(REQUIRED TASK): Transcribe the entries below exactly.

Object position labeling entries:

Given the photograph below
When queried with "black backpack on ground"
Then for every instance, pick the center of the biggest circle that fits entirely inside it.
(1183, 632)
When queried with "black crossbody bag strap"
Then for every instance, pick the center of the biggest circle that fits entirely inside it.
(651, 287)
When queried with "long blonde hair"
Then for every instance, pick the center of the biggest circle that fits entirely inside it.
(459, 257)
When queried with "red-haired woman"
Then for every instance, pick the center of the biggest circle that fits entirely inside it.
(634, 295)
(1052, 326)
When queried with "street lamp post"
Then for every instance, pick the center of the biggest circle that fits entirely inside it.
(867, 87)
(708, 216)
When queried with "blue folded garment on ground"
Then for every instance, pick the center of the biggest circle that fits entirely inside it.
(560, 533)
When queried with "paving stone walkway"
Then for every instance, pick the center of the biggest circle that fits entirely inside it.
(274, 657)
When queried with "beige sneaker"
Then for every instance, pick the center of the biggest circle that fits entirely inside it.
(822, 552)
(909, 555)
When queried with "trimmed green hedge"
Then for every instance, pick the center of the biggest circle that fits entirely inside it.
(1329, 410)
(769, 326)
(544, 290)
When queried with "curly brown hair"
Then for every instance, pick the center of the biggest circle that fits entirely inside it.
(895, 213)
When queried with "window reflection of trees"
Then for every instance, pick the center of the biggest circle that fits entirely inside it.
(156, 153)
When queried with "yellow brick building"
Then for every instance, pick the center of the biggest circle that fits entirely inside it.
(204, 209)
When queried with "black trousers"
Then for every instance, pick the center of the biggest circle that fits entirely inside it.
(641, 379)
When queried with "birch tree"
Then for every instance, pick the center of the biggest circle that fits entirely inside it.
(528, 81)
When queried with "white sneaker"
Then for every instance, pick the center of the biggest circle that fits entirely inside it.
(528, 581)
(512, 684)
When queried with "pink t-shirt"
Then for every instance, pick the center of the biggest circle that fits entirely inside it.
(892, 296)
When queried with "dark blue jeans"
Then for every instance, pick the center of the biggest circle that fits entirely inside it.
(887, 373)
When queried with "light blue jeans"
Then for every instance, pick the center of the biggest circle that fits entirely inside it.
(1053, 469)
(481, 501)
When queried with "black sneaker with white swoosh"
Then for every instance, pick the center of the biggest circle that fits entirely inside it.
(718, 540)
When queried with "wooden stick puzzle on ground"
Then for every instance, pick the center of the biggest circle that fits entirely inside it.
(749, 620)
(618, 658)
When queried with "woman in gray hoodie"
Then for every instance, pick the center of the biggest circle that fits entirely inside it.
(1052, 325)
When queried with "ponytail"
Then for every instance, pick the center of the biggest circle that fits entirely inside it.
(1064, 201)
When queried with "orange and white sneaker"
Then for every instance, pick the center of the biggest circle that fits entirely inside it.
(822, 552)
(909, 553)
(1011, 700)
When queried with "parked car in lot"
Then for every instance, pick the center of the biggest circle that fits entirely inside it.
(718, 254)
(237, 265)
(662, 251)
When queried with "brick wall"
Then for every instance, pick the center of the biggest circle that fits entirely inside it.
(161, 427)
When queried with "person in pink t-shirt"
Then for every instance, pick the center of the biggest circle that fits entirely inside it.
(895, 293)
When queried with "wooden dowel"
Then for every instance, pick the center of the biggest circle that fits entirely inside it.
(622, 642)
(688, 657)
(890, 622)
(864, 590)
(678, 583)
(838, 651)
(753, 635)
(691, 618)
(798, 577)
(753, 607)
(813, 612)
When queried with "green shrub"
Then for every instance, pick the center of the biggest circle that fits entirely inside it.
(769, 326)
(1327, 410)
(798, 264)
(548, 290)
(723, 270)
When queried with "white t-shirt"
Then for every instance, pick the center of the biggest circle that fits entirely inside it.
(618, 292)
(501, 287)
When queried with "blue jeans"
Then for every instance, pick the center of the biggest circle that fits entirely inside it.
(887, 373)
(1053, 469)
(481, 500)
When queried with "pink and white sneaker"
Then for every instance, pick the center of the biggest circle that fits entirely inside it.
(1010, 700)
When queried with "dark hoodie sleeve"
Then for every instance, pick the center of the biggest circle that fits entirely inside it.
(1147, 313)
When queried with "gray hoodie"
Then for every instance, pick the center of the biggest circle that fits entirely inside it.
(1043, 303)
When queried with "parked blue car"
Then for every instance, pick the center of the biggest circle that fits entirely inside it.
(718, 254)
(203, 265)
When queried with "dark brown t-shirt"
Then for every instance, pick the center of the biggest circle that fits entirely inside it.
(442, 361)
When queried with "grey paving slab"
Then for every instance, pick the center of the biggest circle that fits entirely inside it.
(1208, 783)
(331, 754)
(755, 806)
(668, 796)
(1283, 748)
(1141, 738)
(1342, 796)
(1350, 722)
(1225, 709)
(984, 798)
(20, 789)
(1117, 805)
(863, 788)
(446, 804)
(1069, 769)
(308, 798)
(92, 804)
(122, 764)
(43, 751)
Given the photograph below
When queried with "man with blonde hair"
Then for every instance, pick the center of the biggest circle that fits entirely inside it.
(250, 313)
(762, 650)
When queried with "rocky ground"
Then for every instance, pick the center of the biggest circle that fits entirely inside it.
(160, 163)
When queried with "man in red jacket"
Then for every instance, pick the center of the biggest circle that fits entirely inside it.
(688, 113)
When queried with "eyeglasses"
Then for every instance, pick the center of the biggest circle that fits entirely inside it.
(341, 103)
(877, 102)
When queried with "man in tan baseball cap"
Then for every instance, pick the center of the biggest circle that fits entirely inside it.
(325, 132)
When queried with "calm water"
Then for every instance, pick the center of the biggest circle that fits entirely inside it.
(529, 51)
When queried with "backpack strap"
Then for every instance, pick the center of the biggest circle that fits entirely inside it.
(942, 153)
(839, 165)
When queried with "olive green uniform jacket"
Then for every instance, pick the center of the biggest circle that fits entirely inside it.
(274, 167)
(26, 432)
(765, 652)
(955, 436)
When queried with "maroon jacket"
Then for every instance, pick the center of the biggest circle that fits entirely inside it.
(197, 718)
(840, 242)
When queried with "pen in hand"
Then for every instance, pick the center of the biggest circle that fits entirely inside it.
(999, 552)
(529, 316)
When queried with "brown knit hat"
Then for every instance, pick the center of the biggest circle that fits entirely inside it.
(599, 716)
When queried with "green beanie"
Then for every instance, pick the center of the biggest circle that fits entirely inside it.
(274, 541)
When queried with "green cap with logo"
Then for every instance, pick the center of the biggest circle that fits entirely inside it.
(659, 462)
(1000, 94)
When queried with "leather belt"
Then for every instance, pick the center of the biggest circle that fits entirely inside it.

(SOLUTION FOR THIS EXERCISE):
Given the photograph below
When queried with "black backpack on ground"
Then for every instance, pick the center of the biggest circle that fits entirely inside it.
(1183, 632)
When queried with "black crossbody bag strap"
Then for every instance, pick the center of the biggest circle that fits entirely inside it.
(651, 287)
When queried with "long blonde hair"
Then for every instance, pick the center of the biggest circle that fits entirely inside it.
(459, 257)
When queried with "red-haired woman"
Then for every instance, pick the center of the biggest circle that fits entirely inside it.
(634, 295)
(1052, 326)
When queried with "street lamp post"
Then for every instance, pick the center of the biggest circle that fits entirely inside it.
(867, 87)
(708, 216)
When queried with "blue folded garment on ground"
Then for every instance, pick the center of the biggest circle that fits entirely inside it.
(560, 533)
When queried with "paving stone walkway"
Then for every instance, pick the center of the biggest circle that fits entirely inside it.
(274, 657)
When queried with "beige sneaker"
Then for every instance, pick the center of the biggest circle that fits entirely inside it.
(822, 552)
(909, 555)
When queried with "trimmed green hedge"
Then for every instance, pick the center of the biggest circle that fits entirely inside it.
(1329, 410)
(769, 326)
(544, 290)
When queried with "curly brown hair"
Then for every instance, pick the center of the biggest circle that fits entirely inside it.
(895, 213)
When queried with "window reflection of trees"
Then for every instance, pick the center of the biggest circle that fits entirely inside it.
(156, 153)
When queried with "yellow brick building"
Then for every instance, pick the center of the biggest circle that fits entirely inside it.
(204, 209)
When queried with "black trousers"
Then for every instance, pick the center of the biggest circle that fits entirely inside it.
(641, 379)
When queried with "birch tree"
Then for every instance, pick the center of the biggest circle that fits entirely inside it.
(528, 81)
When queried with "white sneaker"
Then for every instance, pick the center of the biggest circle that fits entirely inside it.
(528, 581)
(512, 684)
When queried with "pink t-shirt"
Then for every instance, pick the center of the biggest circle that fits entirely inside it.
(892, 296)
When queried with "dark blue jeans"
Then for every instance, pick the center of the biggest circle that fits entirely inside it.
(887, 373)
When queried with "light blue jeans"
Then for every instance, pick the center of the biggest circle that fits entirely inside it.
(1053, 469)
(481, 501)
When queried with "black sneaker with white swoosh"
Then for every instance, pick the center of the biggest circle that fits entirely inside it.
(718, 540)
When queried with "wooden stick puzzle on ground"
Then for every instance, pick the center of the biggest circle that fits entirely inside it.
(749, 620)
(618, 658)
When queried with "woman in gray hoodie"
Then for every instance, pick the center of the biggest circle that fits entirely inside it.
(1052, 325)
When queried with "ponytail"
Then for every instance, pick the center of the biggest circle that fits entirely inside it.
(1064, 201)
When queried with "orange and white sneaker"
Then for every instance, pick the center of the biggest circle that fits entirely inside it.
(822, 552)
(909, 553)
(1011, 700)
When queried with "parked car in lot"
Then for every instance, pick the center of the biggest circle that fits entirely inside it.
(718, 254)
(237, 265)
(662, 251)
When queried with "brick wall"
Then for every instance, pick the center of the biggest circle that fits entirely inside it.
(161, 427)
When queried with "person in pink t-shirt"
Then for every instance, pick the center of the biggest circle that fits entirely inside it.
(895, 293)
When queried with "wooden dowel"
Then for every instance, pick the center of the biggest circle that fits entirely inside it.
(622, 642)
(688, 657)
(890, 622)
(864, 590)
(678, 583)
(838, 651)
(753, 635)
(691, 618)
(798, 577)
(753, 607)
(813, 612)
When queried with "green shrub"
Then for every instance, pick the center of the biggest circle that fits entirely inside it.
(769, 326)
(1327, 410)
(798, 264)
(548, 290)
(723, 270)
When queried with "white t-shirt"
Then for every instance, pick the center of the biggest circle that fits entirely inside it.
(618, 292)
(501, 287)
When queried with "blue jeans"
Then for every instance, pick the center of the biggest circle that fits entirely inside it.
(887, 373)
(1053, 469)
(481, 500)
When queried with "pink and white sneaker"
Then for every instance, pick the center of the biggest circle that fits entirely inside it.
(1010, 700)
When queried with "dark hoodie sleeve"
Then for every instance, pick the center of the biggest circle that fits entirely inside it.
(1147, 313)
When queried with "gray hoodie"
Then for every instance, pick the center of the biggest circle that fits entirely inside it.
(1043, 303)
When queried with "parked blue car"
Then for every instance, pick the center of the biggest circle that fits entirely inside it.
(718, 254)
(203, 265)
When queried with "dark brown t-shirt"
Then for every instance, pick the center of the biggest circle that fits entirely inside it.
(442, 361)
When queried with "grey paving slab"
Then for every instance, pick the center of the biggest circle that fits entirely inside it.
(1208, 783)
(331, 754)
(755, 806)
(668, 796)
(1283, 748)
(1141, 738)
(1342, 796)
(1350, 722)
(1225, 709)
(984, 798)
(20, 789)
(1117, 805)
(863, 788)
(446, 804)
(1069, 769)
(308, 798)
(92, 804)
(122, 764)
(43, 751)
Given the photograph below
When queried with "man with blonde hair"
Then for every instance, pick the center of the biggest circle that fits entirely inside it.
(250, 313)
(762, 650)
When queried with "rocky ground"
Then for every instance, pick the center of the biggest circle that fits entirely inside it.
(160, 163)
When queried with "man in red jacket"
Then for every instance, pick the center of the biggest circle that fits entirely inside it.
(688, 113)
When queried with "eyeglasses"
Then for every instance, pick the center of the biggest circle that fits entirely inside it.
(341, 103)
(877, 102)
When queried with "man in tan baseball cap"
Then for every instance, pick the center of the biggest circle that fits entirely inside it.
(325, 132)
When queried with "calm water"
Then for every instance, pick the center of the biggest circle that fits entirely inside it.
(529, 51)
When queried with "backpack strap"
Then for every instance, pick the center of the biggest circle that fits entirely inside it.
(942, 153)
(839, 165)
When queried with "olive green uniform jacket"
Then for every instance, pick the center of the biggest circle that fits entirely inside it.
(274, 167)
(26, 432)
(765, 652)
(955, 436)
When queried with "maroon jacket"
Then for every instance, pick the center of the biggest circle that fits entirely inside it.
(197, 718)
(840, 242)
When queried with "pen in hand"
Then for every instance, pick the center of the biggest circle that fits entirely inside it.
(999, 552)
(529, 316)
When queried with "brown knit hat"
Then for every instance, pick the center of the biggest circle that fits entirely inside it.
(599, 716)
When queried with "green beanie"
Then for every instance, pick the center of the biggest circle that fits entirely inside it.
(274, 541)
When queried with "green cap with logo"
Then for every instance, pick the center of the biggest circle that fits entirely inside it.
(659, 462)
(1000, 94)
When queried with "leather belt"
Then for every instance, pick the center of the biggest circle that fits entirely inside it.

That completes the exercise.